_What this task involves_
Render every line of the entries below as a numbered list, omitting any blank lines.

####

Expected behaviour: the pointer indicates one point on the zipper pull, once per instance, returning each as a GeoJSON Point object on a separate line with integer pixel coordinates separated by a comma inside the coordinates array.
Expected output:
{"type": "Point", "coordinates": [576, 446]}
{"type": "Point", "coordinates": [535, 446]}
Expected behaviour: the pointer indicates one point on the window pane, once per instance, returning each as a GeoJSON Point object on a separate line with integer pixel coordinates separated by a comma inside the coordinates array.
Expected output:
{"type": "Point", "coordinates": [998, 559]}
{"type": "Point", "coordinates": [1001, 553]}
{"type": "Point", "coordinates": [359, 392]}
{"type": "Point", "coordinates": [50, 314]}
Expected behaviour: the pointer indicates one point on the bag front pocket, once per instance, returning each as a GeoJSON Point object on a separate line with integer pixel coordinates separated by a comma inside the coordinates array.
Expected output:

####

_Final answer_
1. Expected behaviour: the pointer indicates one point on the zipper pull, once per instance, returning each as a GeoJSON Point object on a separate line with integer pixel coordinates separated by a comma inside the coordinates array.
2. Expected output:
3. {"type": "Point", "coordinates": [576, 446]}
4. {"type": "Point", "coordinates": [535, 446]}
5. Expected behaviour: the pointer indicates one point on the window pane, once per instance, returning each as a GeoJSON Point object on a separate line with integer pixel coordinates separated by a comma inside the coordinates array.
6. Expected output:
7. {"type": "Point", "coordinates": [998, 559]}
8. {"type": "Point", "coordinates": [1001, 553]}
9. {"type": "Point", "coordinates": [359, 392]}
10. {"type": "Point", "coordinates": [50, 314]}
11. Expected behaviour: the pointer indicates one point on the bag front pocket, once per instance, returning each as a GeoJSON Point object on a separate line with integer pixel coordinates separated by a comma inside the coordinates array.
12. Expected output:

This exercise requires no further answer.